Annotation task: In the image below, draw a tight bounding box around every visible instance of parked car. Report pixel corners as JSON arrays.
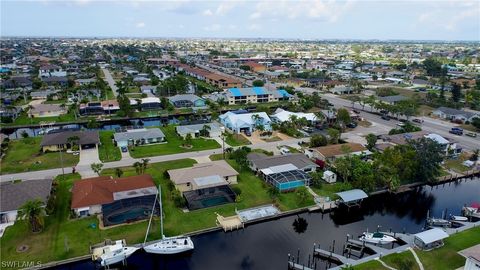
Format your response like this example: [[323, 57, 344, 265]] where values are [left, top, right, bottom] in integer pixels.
[[280, 147, 290, 156], [347, 122, 357, 128], [449, 128, 463, 136], [412, 118, 423, 124], [465, 132, 477, 138], [382, 114, 390, 121]]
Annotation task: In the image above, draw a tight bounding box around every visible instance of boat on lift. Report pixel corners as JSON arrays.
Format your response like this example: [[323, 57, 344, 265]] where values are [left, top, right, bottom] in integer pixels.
[[90, 240, 140, 267], [359, 231, 397, 245], [143, 186, 195, 254]]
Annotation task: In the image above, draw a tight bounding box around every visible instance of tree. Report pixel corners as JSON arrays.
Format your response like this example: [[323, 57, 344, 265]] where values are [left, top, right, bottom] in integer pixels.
[[452, 83, 462, 102], [252, 80, 265, 87], [115, 168, 123, 178], [17, 199, 45, 232], [327, 128, 340, 144], [90, 163, 103, 175], [366, 133, 377, 151]]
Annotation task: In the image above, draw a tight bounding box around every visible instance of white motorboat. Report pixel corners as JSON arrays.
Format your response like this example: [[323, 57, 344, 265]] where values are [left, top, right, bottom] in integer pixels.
[[462, 205, 480, 218], [96, 247, 140, 266], [143, 236, 194, 254], [143, 186, 194, 254], [450, 215, 468, 222], [359, 232, 397, 245]]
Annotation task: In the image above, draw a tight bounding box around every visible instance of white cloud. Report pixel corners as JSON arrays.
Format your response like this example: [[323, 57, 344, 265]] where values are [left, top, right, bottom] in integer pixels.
[[203, 9, 213, 16], [203, 23, 222, 32]]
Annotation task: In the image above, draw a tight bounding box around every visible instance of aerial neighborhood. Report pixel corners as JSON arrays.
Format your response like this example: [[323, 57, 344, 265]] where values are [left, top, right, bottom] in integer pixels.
[[0, 38, 480, 269]]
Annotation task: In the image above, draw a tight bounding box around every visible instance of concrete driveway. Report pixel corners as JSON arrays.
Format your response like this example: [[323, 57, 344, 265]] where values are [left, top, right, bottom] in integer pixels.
[[77, 148, 100, 166]]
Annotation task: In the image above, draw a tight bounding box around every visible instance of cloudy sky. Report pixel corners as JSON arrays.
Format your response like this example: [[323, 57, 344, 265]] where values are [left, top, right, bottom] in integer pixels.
[[0, 0, 480, 40]]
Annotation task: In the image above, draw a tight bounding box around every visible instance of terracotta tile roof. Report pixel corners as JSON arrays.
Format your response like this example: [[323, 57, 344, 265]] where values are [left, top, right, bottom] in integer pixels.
[[313, 143, 367, 158], [71, 174, 155, 209]]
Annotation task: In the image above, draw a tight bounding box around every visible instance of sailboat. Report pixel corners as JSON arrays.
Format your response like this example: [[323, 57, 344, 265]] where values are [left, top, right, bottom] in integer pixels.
[[91, 240, 139, 266], [143, 186, 194, 254]]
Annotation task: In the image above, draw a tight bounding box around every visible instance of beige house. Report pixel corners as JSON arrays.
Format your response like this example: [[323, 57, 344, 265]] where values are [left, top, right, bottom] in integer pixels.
[[167, 160, 238, 193], [28, 104, 67, 118]]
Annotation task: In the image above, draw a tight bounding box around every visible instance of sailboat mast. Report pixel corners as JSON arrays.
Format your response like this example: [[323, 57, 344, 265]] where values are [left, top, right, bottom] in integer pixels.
[[158, 185, 163, 239]]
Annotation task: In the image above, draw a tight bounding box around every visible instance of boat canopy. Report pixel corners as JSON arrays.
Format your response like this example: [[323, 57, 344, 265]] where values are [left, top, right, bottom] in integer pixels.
[[335, 189, 368, 203], [415, 228, 448, 245]]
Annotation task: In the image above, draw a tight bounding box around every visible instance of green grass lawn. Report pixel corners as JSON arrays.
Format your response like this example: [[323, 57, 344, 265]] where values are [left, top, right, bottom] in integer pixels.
[[130, 126, 220, 158], [225, 133, 252, 146], [1, 137, 79, 174], [98, 130, 122, 162], [354, 227, 480, 270]]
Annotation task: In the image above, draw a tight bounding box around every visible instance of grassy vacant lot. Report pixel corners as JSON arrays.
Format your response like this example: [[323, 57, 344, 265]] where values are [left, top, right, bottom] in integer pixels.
[[1, 137, 78, 174], [225, 133, 252, 146], [126, 126, 220, 158], [354, 227, 480, 270], [98, 130, 122, 162]]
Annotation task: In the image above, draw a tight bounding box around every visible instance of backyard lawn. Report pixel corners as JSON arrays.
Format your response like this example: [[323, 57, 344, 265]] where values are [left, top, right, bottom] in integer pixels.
[[225, 133, 252, 146], [1, 137, 79, 174], [354, 227, 480, 270], [130, 125, 221, 158], [98, 130, 122, 162]]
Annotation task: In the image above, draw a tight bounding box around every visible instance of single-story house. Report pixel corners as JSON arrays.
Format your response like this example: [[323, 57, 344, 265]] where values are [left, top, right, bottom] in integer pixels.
[[247, 153, 319, 172], [168, 94, 205, 108], [219, 112, 272, 133], [113, 128, 165, 147], [71, 174, 158, 226], [167, 160, 238, 192], [272, 108, 318, 124], [432, 107, 480, 122], [309, 143, 371, 162], [413, 228, 448, 251], [175, 123, 225, 138], [378, 95, 408, 105], [167, 160, 238, 210], [381, 131, 462, 155], [28, 104, 67, 118], [0, 179, 52, 225], [40, 130, 100, 152]]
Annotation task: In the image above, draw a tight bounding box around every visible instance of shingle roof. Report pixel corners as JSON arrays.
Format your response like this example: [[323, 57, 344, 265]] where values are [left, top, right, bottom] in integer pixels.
[[0, 179, 52, 212], [113, 128, 165, 142], [40, 130, 100, 146], [167, 160, 238, 184], [314, 143, 367, 158], [247, 153, 317, 170], [71, 174, 155, 209]]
::::
▸ **PROBLEM DESCRIPTION**
Please set down, word for word, the stretch of the listing from the line that contains "single-story house. Report pixel corners as JSON arrays." through the line that contains "130, 100, 152]]", with both of those lines included.

▸ **REPLY**
Annotation task: In the image above, draw a tight bounding box around every visible instance of single-story house. Report pixel corners as JSON arrays.
Format your response like this example: [[323, 57, 344, 265]] where values are [left, top, right, bottom] in integer pixels.
[[247, 153, 319, 172], [168, 94, 205, 108], [219, 112, 272, 133], [113, 128, 165, 147], [71, 174, 158, 226], [167, 160, 238, 192], [272, 108, 318, 124], [432, 107, 480, 122], [309, 143, 371, 162], [413, 228, 448, 251], [175, 123, 225, 138], [378, 95, 408, 105], [167, 160, 238, 210], [381, 131, 462, 155], [28, 104, 67, 118], [0, 179, 52, 225], [40, 130, 100, 152]]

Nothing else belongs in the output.